===== Input rows =====
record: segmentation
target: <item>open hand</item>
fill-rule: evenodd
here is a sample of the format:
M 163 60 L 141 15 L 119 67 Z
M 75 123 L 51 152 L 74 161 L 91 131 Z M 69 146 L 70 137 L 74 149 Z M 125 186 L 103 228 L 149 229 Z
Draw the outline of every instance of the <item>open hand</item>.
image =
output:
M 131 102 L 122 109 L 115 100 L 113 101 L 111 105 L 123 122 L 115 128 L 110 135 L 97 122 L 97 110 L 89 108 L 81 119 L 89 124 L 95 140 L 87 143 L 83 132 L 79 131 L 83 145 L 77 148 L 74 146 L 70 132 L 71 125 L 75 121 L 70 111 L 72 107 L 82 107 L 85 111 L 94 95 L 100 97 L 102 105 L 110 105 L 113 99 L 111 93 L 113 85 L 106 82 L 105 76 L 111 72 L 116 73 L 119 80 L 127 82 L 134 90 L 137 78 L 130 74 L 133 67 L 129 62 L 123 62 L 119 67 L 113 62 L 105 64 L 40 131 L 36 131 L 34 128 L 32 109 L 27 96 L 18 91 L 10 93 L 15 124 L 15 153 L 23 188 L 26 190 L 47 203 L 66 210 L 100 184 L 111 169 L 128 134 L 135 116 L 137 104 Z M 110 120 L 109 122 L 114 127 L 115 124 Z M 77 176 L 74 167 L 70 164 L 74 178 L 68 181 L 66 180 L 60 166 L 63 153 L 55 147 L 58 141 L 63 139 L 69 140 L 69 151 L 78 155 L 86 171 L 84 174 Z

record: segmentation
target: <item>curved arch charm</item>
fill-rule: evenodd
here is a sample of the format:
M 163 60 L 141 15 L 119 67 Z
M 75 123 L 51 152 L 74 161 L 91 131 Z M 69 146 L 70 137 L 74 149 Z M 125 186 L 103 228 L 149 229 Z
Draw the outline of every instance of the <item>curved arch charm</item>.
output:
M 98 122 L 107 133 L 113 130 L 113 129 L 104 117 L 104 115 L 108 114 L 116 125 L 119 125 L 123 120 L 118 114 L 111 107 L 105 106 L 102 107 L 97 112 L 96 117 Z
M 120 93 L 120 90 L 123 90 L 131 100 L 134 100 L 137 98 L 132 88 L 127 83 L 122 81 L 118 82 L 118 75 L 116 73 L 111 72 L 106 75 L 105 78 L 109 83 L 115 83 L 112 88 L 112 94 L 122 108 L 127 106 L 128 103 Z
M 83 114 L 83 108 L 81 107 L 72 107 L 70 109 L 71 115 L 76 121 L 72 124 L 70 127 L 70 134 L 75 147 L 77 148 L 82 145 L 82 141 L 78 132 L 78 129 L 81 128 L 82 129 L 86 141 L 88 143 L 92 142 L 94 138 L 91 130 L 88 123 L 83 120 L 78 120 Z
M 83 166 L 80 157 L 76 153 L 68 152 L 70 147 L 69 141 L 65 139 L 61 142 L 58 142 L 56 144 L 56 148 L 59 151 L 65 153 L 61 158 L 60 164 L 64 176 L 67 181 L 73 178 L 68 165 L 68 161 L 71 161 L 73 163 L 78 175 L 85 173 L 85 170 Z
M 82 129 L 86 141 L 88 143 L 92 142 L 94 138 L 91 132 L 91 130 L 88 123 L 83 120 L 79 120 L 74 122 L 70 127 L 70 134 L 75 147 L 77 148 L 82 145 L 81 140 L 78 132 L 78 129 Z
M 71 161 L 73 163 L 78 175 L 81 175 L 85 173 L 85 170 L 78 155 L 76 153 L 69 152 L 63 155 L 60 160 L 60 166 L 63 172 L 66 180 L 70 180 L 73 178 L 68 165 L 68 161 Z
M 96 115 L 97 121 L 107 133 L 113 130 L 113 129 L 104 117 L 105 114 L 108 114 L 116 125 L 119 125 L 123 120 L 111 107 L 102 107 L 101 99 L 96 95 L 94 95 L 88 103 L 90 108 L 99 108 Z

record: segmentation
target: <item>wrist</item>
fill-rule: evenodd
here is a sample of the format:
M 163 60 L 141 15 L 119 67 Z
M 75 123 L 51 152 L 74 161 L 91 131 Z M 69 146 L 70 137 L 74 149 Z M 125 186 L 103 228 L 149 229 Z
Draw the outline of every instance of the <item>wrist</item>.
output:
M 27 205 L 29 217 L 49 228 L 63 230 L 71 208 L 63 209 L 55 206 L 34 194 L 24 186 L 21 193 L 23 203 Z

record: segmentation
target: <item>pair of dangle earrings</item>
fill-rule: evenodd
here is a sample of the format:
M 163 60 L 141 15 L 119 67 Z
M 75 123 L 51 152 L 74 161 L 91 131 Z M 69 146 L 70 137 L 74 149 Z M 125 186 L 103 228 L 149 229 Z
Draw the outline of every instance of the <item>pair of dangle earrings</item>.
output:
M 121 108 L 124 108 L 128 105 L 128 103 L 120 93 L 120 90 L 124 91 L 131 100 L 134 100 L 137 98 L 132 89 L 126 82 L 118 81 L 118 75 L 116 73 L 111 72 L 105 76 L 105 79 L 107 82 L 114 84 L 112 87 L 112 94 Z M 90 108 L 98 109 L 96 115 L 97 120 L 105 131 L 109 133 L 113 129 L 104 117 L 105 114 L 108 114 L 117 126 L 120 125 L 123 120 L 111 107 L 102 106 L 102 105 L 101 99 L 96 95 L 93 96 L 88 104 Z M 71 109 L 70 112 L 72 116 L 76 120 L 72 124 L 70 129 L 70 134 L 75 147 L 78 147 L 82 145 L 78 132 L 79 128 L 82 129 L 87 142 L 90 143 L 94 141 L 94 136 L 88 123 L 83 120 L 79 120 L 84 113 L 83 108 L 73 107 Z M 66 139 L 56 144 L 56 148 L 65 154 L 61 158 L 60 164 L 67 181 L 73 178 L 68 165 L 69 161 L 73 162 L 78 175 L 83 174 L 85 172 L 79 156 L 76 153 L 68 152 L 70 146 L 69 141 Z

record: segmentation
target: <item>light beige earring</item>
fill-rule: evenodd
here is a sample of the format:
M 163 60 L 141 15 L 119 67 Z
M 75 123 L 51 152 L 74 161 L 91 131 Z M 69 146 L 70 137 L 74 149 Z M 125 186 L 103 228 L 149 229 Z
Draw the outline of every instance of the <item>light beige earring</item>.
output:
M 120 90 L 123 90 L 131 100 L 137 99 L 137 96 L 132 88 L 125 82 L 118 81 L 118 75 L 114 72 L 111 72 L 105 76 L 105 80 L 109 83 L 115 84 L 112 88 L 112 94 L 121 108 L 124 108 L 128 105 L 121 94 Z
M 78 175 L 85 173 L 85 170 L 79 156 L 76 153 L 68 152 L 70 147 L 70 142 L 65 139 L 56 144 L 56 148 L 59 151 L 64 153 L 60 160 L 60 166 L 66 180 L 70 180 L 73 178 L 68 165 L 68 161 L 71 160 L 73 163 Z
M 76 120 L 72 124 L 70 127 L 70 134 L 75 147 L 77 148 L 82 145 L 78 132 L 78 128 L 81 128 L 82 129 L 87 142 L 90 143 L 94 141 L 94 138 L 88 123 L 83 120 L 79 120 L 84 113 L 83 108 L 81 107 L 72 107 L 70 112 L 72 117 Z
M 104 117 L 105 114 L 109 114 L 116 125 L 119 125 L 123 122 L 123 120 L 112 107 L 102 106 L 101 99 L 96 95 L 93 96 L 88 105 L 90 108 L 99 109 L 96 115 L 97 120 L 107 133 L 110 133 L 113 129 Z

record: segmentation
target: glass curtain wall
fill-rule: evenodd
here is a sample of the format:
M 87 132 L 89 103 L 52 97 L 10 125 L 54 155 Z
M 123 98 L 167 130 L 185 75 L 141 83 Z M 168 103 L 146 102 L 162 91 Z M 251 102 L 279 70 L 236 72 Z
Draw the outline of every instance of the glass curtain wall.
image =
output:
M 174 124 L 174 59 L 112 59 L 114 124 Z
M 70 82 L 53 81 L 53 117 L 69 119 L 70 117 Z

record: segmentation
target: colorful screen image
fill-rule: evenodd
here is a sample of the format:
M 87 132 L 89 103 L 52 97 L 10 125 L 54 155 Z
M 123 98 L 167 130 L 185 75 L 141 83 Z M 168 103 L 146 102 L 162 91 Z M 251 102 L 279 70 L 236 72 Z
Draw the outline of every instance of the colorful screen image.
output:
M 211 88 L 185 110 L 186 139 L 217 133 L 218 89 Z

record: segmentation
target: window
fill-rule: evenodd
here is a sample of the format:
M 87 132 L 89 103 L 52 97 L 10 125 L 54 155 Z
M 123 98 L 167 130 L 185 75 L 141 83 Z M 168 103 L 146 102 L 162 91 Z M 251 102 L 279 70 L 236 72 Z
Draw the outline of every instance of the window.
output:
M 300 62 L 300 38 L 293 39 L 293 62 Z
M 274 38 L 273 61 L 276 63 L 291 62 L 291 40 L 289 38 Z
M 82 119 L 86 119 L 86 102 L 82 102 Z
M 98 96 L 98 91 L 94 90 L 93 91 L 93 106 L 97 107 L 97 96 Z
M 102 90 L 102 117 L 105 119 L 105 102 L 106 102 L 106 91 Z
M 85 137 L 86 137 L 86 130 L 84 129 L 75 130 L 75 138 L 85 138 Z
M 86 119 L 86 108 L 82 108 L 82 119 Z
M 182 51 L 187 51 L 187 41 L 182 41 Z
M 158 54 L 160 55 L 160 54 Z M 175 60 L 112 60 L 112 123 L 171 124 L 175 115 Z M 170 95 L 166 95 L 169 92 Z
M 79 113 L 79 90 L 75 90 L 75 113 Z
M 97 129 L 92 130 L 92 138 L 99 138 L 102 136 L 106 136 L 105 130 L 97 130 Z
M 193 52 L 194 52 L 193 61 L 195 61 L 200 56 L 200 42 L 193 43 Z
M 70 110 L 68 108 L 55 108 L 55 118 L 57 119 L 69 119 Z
=====
◆ Work to be completed: Copy out, line for line, the stretch from the start of the rows through the line that contains "M 131 102 L", with both ends included.

◆ Expected answer:
record: segmentation
target: <item>open hand</item>
fill-rule: evenodd
here is a sample of the format:
M 163 60 L 141 15 L 119 67 Z
M 75 123 L 51 152 L 74 161 L 91 131 Z M 69 146 L 70 137 L 74 149 Z M 125 186 L 103 228 L 149 229 Z
Draw the outline of every instance of the <item>open hand</item>.
image =
output:
M 131 102 L 122 109 L 115 100 L 113 101 L 111 105 L 123 122 L 115 128 L 110 135 L 97 122 L 97 110 L 89 108 L 81 119 L 89 124 L 95 140 L 87 143 L 83 132 L 79 131 L 83 145 L 77 148 L 74 146 L 70 132 L 71 125 L 75 121 L 70 111 L 72 107 L 82 107 L 85 111 L 94 95 L 100 97 L 102 105 L 110 105 L 113 99 L 111 93 L 113 85 L 106 82 L 105 76 L 111 72 L 116 73 L 119 80 L 127 82 L 134 90 L 137 78 L 130 74 L 133 67 L 129 62 L 123 62 L 119 67 L 113 62 L 105 64 L 40 131 L 36 131 L 34 128 L 32 109 L 27 96 L 18 91 L 10 93 L 15 124 L 15 153 L 23 188 L 26 190 L 47 203 L 66 210 L 100 184 L 111 169 L 128 134 L 135 116 L 137 104 Z M 110 120 L 109 122 L 114 127 L 115 124 Z M 77 176 L 74 167 L 70 164 L 74 178 L 68 181 L 66 180 L 60 166 L 63 153 L 55 147 L 58 141 L 63 139 L 69 140 L 69 151 L 78 155 L 86 171 L 84 174 Z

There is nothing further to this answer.